### Input for this task ###

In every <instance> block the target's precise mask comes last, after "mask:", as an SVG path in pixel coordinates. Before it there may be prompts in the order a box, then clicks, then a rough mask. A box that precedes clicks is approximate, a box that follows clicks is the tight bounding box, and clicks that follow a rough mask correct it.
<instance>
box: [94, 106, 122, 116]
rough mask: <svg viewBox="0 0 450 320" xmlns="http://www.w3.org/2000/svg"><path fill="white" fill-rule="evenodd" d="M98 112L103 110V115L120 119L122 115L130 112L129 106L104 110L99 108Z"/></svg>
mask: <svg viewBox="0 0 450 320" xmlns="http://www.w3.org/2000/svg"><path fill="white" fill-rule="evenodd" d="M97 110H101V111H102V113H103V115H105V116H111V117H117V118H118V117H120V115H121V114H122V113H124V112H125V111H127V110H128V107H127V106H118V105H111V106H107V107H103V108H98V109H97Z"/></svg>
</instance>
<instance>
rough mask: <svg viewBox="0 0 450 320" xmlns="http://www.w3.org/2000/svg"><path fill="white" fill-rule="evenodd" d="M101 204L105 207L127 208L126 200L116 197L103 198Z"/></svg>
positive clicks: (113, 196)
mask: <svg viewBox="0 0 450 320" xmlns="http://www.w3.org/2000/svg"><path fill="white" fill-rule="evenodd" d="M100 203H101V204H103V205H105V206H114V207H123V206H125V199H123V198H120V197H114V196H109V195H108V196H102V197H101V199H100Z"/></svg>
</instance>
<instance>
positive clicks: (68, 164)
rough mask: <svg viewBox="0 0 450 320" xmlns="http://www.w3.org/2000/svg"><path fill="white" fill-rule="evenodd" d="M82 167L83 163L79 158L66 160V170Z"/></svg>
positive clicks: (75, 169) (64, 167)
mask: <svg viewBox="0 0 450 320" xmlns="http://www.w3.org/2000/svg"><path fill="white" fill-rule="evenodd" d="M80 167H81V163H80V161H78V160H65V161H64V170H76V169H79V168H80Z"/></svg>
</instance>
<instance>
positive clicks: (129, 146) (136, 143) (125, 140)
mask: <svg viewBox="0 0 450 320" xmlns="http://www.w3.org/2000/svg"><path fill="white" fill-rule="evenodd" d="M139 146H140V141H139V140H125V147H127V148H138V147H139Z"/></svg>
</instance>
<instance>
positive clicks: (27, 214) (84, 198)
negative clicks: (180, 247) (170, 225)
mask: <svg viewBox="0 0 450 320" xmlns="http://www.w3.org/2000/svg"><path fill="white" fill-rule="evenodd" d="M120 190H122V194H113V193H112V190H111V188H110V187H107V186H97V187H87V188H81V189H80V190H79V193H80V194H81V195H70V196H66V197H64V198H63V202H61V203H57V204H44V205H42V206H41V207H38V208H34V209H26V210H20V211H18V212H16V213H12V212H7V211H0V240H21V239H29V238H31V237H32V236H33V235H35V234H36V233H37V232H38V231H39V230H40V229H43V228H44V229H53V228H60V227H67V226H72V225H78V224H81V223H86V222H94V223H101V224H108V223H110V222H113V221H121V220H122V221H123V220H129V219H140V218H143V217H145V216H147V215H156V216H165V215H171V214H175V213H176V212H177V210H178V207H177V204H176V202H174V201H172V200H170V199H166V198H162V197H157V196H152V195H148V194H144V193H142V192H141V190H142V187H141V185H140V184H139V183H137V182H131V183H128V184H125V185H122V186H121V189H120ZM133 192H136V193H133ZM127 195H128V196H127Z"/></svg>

###

Problem details:
Print out all of the data above word for word.

Solution for this task:
In every <instance> block the target's precise mask comes last, after "mask:", as an SVG path in pixel coordinates. Before it there may be prompts in the order a box, then clicks, then a rough mask. A box that precedes clicks is approximate, a box that follows clicks is the tight bounding box, and clicks that follow a rough mask correct it.
<instance>
box: [94, 106, 122, 116]
rough mask: <svg viewBox="0 0 450 320" xmlns="http://www.w3.org/2000/svg"><path fill="white" fill-rule="evenodd" d="M98 112L103 110V115L120 119L122 115L130 112L129 106L104 110L99 108Z"/></svg>
mask: <svg viewBox="0 0 450 320" xmlns="http://www.w3.org/2000/svg"><path fill="white" fill-rule="evenodd" d="M97 110H101V111H102V113H103V115H105V116H111V117H117V118H118V117H120V115H121V114H122V113H124V112H125V111H127V110H128V107H127V106H118V105H111V106H107V107H103V108H98V109H97Z"/></svg>
</instance>
<instance>
rough mask: <svg viewBox="0 0 450 320" xmlns="http://www.w3.org/2000/svg"><path fill="white" fill-rule="evenodd" d="M101 204L105 207L127 208L126 200L116 197L103 198Z"/></svg>
positive clicks: (113, 196)
mask: <svg viewBox="0 0 450 320" xmlns="http://www.w3.org/2000/svg"><path fill="white" fill-rule="evenodd" d="M100 203H101V204H103V205H105V206H114V207H123V206H125V199H123V198H120V197H114V196H109V195H108V196H102V197H101V199H100Z"/></svg>
</instance>
<instance>
positive clicks: (68, 164)
rough mask: <svg viewBox="0 0 450 320" xmlns="http://www.w3.org/2000/svg"><path fill="white" fill-rule="evenodd" d="M82 167L83 163L79 158L66 160V170Z"/></svg>
positive clicks: (75, 169) (64, 167)
mask: <svg viewBox="0 0 450 320" xmlns="http://www.w3.org/2000/svg"><path fill="white" fill-rule="evenodd" d="M80 167H81V163H80V161H78V160H65V161H64V170H76V169H79V168H80Z"/></svg>
</instance>
<instance>
positive clicks: (129, 146) (136, 143) (125, 140)
mask: <svg viewBox="0 0 450 320" xmlns="http://www.w3.org/2000/svg"><path fill="white" fill-rule="evenodd" d="M139 146H140V141H139V140H125V147H127V148H138V147H139Z"/></svg>
</instance>
<instance>
positive clicks: (27, 214) (84, 198)
negative clicks: (180, 247) (170, 225)
mask: <svg viewBox="0 0 450 320" xmlns="http://www.w3.org/2000/svg"><path fill="white" fill-rule="evenodd" d="M120 190H122V194H113V193H112V190H111V188H110V187H107V186H97V187H87V188H81V189H80V190H79V193H80V194H81V195H70V196H66V197H64V198H63V202H61V203H57V204H44V205H42V206H41V207H38V208H34V209H26V210H20V211H18V212H16V213H12V212H7V211H0V240H21V239H29V238H31V237H32V236H33V235H35V234H36V233H37V232H38V231H39V230H40V229H43V228H44V229H53V228H60V227H67V226H72V225H78V224H81V223H86V222H94V223H101V224H108V223H110V222H113V221H121V220H122V221H123V220H129V219H140V218H143V217H145V216H147V215H156V216H165V215H171V214H175V213H176V212H177V210H178V207H177V204H176V202H174V201H172V200H170V199H166V198H162V197H157V196H152V195H148V194H144V193H142V192H141V190H142V187H141V185H140V184H139V183H137V182H131V183H128V184H125V185H122V186H121V189H120ZM133 192H136V193H133ZM127 195H128V196H127Z"/></svg>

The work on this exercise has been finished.